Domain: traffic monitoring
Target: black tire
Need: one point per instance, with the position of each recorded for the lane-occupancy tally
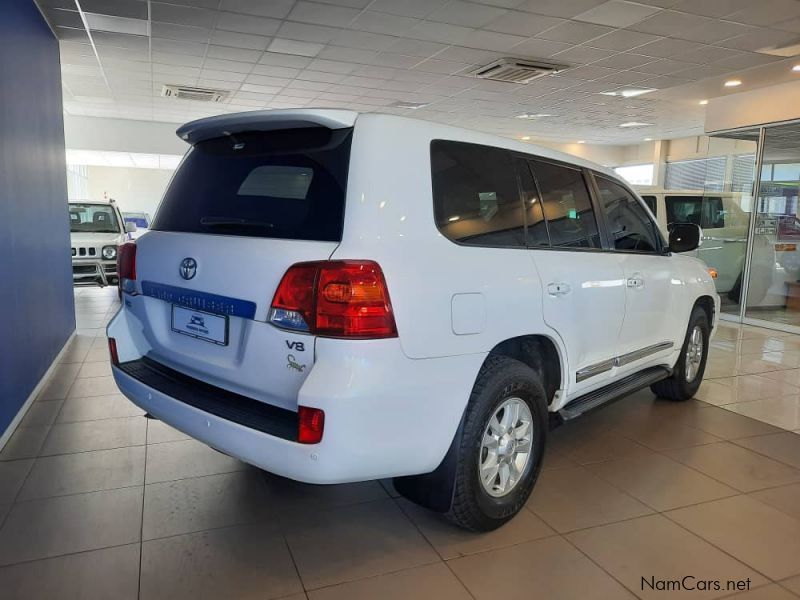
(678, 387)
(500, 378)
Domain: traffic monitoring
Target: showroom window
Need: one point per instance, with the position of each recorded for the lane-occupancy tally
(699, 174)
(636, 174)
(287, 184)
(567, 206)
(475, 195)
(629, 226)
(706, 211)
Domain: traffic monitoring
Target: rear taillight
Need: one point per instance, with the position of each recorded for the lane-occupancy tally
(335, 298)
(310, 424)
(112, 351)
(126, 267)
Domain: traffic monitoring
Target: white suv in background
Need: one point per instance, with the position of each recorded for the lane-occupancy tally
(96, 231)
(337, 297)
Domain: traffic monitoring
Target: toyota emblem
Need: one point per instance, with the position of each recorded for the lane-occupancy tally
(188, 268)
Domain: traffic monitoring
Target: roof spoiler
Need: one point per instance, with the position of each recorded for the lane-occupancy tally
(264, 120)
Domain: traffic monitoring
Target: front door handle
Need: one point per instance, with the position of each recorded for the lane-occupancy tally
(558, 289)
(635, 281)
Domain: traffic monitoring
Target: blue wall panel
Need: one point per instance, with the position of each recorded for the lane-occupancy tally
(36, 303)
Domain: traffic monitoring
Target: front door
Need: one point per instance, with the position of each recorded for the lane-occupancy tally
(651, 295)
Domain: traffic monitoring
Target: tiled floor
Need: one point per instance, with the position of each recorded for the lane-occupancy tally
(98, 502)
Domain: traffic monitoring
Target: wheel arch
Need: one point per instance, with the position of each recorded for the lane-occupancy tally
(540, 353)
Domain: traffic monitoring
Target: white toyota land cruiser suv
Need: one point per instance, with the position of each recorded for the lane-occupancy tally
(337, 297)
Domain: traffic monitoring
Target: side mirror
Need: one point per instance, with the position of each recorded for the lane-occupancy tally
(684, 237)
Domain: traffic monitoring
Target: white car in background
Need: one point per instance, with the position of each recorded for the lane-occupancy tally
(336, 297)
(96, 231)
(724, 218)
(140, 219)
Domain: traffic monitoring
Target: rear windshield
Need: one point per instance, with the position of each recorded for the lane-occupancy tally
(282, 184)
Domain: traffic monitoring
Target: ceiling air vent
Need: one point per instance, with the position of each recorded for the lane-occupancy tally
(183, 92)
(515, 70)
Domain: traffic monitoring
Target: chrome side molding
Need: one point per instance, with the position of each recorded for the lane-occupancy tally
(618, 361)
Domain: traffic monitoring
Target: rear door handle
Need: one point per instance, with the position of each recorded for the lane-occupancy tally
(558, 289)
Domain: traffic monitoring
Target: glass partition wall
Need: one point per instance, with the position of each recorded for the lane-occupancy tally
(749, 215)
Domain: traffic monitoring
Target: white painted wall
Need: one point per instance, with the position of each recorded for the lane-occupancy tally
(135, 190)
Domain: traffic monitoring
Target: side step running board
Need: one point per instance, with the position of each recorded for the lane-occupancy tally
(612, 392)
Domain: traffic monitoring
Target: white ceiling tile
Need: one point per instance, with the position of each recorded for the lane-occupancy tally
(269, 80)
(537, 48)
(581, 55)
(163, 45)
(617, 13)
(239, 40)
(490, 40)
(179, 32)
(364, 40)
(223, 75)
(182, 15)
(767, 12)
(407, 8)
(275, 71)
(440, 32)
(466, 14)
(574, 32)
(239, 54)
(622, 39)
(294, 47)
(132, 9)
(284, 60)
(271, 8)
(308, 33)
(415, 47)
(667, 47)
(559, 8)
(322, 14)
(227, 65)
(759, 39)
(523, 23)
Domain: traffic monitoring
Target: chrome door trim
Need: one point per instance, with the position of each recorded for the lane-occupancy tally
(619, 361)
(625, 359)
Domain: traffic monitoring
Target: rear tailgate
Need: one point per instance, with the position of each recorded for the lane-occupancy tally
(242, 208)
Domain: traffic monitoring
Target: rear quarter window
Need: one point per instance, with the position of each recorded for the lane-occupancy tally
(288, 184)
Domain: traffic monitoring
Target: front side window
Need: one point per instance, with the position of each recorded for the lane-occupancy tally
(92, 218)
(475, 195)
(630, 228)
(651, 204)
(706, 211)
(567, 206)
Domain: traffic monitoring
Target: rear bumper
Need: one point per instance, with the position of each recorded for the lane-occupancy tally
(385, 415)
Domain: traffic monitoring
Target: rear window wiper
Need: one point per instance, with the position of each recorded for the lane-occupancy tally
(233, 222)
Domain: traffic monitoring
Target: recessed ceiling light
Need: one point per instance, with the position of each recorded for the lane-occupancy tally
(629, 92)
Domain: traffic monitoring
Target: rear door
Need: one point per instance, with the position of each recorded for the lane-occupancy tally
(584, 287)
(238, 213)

Challenge: Transcribe the material exactly, and leave out whatever pictures it holds.

Correct answer:
Domain: traffic monitoring
Target: black tire
Need: one point per instance, with the position of each recorded for the lane-occupancy tally
(678, 387)
(500, 378)
Domain: traffic monitoring
Target: showroom window
Need: one point per instance, with the position of each recorded for the lane-occupancy tally
(699, 174)
(636, 174)
(287, 184)
(567, 206)
(475, 195)
(629, 226)
(706, 211)
Domain: traffic monitoring
Target: rear taillight
Need: one point per instance, with the position of each recorded for the lane-occupancy tally
(335, 298)
(310, 424)
(112, 351)
(126, 267)
Domain: traffic monitoring
Target: white suv in background
Need: one point per instance, with the position of each recorded for the lane-occupancy tally
(96, 231)
(337, 297)
Domain: traffic monitoring
Target: toyota emblem
Need: one point per instance, with the position of each recorded for the lane-occupancy tally
(188, 268)
Domain: traffic monitoring
Target: roof spoiler
Need: one point per instance, with the position of each recorded for the lane-occupancy tally
(264, 120)
Domain: traffic monitoring
Target: front door handle
Need: one point per instance, with the position of each recorded for the lane-occupancy tally
(558, 289)
(635, 281)
Domain: traffic monitoring
Target: blue wall panel
Need: one point per instance, with the position of each recorded for the lane-occupancy tally
(36, 303)
Domain: traffic monitoring
Target: front door
Need: one point per instance, with the position of each recorded for the lane-occupancy tally
(651, 295)
Domain: traffic monitoring
Target: tiled floor
Need: one point per instance, with the position of each recorded for the lane-occupancy tally
(98, 502)
Domain: traffic monitoring
Target: wheel arch
Need: one point per instance, with the position of each recorded for the lane-occupancy tally
(540, 353)
Domain: traffic monitoring
Target: white toyota land cruiser suv
Need: one point per instance, with the position of each recorded for the lane-occupancy tally
(337, 297)
Domain: traffic monitoring
Target: side mirror
Need: one point per instance, with the position of each recorded for the lane-occupancy tally
(684, 237)
Domain: traffic monitoring
Target: white car in background
Need: one point per instance, with the position of each recorded for the lane-occupancy tally
(336, 297)
(96, 231)
(724, 218)
(140, 219)
Domain: traffic monitoring
Target: rear windshield
Need: one point per instance, with the position of each recorded for the lane-occupancy tally
(282, 184)
Domain: traffic monitoring
Target: ceiling air vent
Need: one point per instance, with the position of each recorded for the lane-occupancy tally
(183, 92)
(515, 70)
Domain: traffic monitoring
Target: chrome side molding
Need: one point per instance, with the position of each recorded for the lane-occupancy tally
(618, 361)
Domain: traffic monitoring
Target: rear door handle
Need: one point per instance, with the position of each recorded for the lane-occupancy tally
(558, 289)
Domain: traffic monitoring
Target: glass partition wall
Need: one point per instance, with the position of each recorded for the lane-occupancy tally
(749, 215)
Domain: traffic monitoring
Target: white painted wall
Need: one point per instance, with the position of each recorded for the lane-occupancy tally
(135, 190)
Domain: traffic monitoring
Target: side step running board
Need: one point per instance, with the position of each recorded for the lane-occupancy tally
(612, 392)
Domain: traffic monitoring
Target: white ceiling tile
Need: one point per instance, with the position of each recorded for the lane-occupancy tally
(269, 80)
(537, 48)
(581, 55)
(163, 45)
(617, 13)
(239, 40)
(490, 40)
(179, 32)
(364, 40)
(223, 75)
(182, 15)
(767, 12)
(407, 8)
(275, 71)
(440, 32)
(466, 14)
(574, 32)
(239, 54)
(622, 39)
(294, 47)
(132, 9)
(284, 60)
(271, 8)
(308, 33)
(415, 47)
(667, 47)
(559, 8)
(322, 14)
(227, 65)
(759, 39)
(523, 23)
Domain: traffic monitoring
Target: chrome door trim
Need: one point per instance, with the position of each recorded for the lane-occupancy tally
(619, 361)
(625, 359)
Domain: traffic monitoring
Target: rear tailgate
Need: one point per instance, with the position of each recorded for the lane-occupancy tally
(242, 208)
Domain: traffic monitoring
Target: rear quarter window
Need: one point per instance, with the position of each recorded for the lane-occupancy tally
(288, 184)
Domain: traffic monitoring
Target: front side window
Need: one point per instance, with the position of each recorded for the lane-occupancy tally
(92, 218)
(475, 195)
(630, 228)
(651, 204)
(706, 211)
(567, 206)
Domain: traffic monitoring
Target: rear bumper
Need: one point per instance, with the position of each recorded for the lane-occupancy tally
(385, 415)
Domain: traffic monitoring
Target: rear window wiper
Need: one point per instance, with the position of each recorded for the lane-occupancy tally
(233, 222)
Domain: traffic monitoring
Target: recessed ceiling light
Need: one point per instance, with the position of each recorded for the lane-occupancy tally
(629, 92)
Domain: traffic monitoring
Target: rear door
Need: one point per instance, with the position of each recorded for the lane-occupancy tally
(584, 287)
(238, 213)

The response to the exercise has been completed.